::: Data supplied :::

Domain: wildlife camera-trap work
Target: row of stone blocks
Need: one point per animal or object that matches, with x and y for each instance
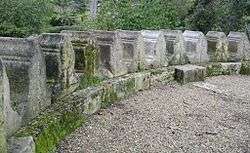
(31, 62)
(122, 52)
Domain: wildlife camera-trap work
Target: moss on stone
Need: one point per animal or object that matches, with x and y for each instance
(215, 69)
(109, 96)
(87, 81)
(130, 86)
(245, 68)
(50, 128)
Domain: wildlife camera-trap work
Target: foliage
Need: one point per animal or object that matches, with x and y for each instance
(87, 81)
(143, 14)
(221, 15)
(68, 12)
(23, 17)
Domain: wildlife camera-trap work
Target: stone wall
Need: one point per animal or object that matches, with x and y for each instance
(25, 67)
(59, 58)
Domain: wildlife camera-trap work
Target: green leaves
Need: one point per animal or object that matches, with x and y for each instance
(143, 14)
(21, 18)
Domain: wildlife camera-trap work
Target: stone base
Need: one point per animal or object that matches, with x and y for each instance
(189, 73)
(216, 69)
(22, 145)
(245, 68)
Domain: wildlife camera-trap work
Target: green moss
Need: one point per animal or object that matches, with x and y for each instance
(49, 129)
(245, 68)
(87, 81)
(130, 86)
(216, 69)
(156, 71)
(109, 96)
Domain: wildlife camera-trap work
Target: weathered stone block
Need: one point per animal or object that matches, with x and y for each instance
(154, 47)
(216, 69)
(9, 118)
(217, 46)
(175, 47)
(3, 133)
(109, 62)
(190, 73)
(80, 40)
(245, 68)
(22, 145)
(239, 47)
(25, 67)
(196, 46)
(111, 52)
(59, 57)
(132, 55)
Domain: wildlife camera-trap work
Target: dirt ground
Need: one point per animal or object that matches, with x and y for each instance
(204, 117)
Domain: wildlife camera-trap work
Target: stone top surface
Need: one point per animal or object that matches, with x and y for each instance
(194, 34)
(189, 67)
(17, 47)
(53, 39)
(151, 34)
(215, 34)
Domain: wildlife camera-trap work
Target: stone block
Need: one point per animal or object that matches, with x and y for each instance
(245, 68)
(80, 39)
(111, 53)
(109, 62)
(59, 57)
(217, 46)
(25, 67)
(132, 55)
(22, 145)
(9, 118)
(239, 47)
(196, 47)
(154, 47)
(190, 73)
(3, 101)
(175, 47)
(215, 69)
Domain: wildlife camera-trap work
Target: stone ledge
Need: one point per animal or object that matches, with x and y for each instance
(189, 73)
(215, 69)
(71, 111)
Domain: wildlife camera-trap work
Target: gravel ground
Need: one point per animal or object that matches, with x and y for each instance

:::

Assignment - The word "stone" appears in some lines above. Return every one of those lines.

Answer box -
Target: row of stone blocks
Target: moss on stone
Target: stone wall
Target: stone base
Target: weathered stone block
Target: stone top surface
Target: stone block
Target: stone ledge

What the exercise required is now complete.